Document passage:
################

Governor of Gibraltar
- Long title An Ordinance to constitute a City Council and to provide for the conduct of elections ;
- Citation: No. 10 of 1921
- Territorial extent: Gibraltar
- Enacted by: Sir Horace Smith-Dorrien, Governor of Gibraltar
- Enacted: 22 August 1921
- Commenced: 1 October 1921

Repeals
- Public Health Ordinance, 1907 (ss. 2, 3–18, 21)

Amended by
- Ordinance No. 4 of 1927; Ordinance No. 18 of 1947 (as the City Council (Constitution and Powers) Ordinance)

= City Council Ordinance 1921 =

1921 law establishing the City Council of Gibraltar

The City Council Ordinance, 1921 (No. 10 of 1921) was an ordinance of Gibraltar that constituted the Council of the City of Gibraltar and provided for the conduct of its elections. Enacted by the Governor of Gibraltar, Sir Horace Smith-Dorrien, on 22 August 1921 and brought into force on 1 October 1921, it replaced the appointed Board of Sanitary Commissioners with a partly elected municipal body and provided for the first public elections held in Gibraltar, on 1 December 1921. Its long title was An Ordinance to constitute a City Council and to provide for the conduct of elections, and its preamble recited that it was desirable to provide for the better representation of the civil population in municipal affairs and business.

The ordinance established a Council of nine members, five nominated or appointed by the governor and four elected by the ratepayers of the town, and set out in detail the qualification of councillors and electors, the division of the town into wards, and the machinery of registration, balloting and the prevention of corrupt practices. It was amended on several occasions, notably in 1927 and 1947, and the Council it created was reconstituted with an elected majority in 1945 before being abolished in 1969 by the Gibraltar Constitution Order 1969.

################

Task list:
[1] List every full date (day, month and year) given in the ordinance article.
[2] Render this sentence from the ordinance article in French: "It was amended on several occasions, notably in 1927 and 1947, and the Council it created was reconstituted with an elected majority in 1945 before being abolished in 1969 by the Gibraltar Constitution Order 1969."
[3] Using the ordinance article, decide whether each statement agrees with it: (a) four of the Council's nine members were chosen by the town's ratepayers; (b) the ordinance took effect on the same day it was enacted; (c) the ordinance replaced the Board of Sanitary Commissioners.
The listing placed after the ordinance article is not needed.

Data shown:
################

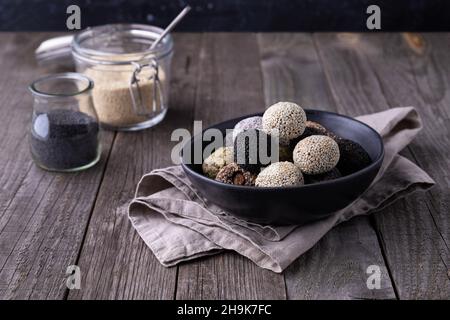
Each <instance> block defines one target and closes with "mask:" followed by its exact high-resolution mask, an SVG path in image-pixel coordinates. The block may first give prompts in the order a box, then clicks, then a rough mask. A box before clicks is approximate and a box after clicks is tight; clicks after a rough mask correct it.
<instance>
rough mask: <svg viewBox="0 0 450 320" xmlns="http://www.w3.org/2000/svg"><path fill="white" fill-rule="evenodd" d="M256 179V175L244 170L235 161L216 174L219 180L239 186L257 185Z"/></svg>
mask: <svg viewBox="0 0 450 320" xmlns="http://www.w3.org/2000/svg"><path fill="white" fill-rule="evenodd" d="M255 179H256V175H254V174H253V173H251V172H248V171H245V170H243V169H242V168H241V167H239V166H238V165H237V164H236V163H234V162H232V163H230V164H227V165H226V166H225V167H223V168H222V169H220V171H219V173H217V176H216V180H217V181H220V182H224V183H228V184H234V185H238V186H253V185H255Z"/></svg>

################

Answers by item:
[1] 22 August 1921, 1 October 1921, 1 December 1921

[2] Elle a été modifiée à plusieurs reprises, notamment en 1927 et en 1947, et le Conseil qu'elle avait créé a été reconstitué avec une majorité élue en 1945 avant d'être supprimé en 1969 par le Gibraltar Constitution Order 1969.

[3]
(a) Yes: "a Council of nine members, five nominated or appointed by the governor and four elected by the ratepayers of the town"
(b) No: "on 22 August 1921 and brought into force on 1 October 1921"
(c) Yes: "it replaced the appointed Board of Sanitary Commissioners with a partly elected municipal body"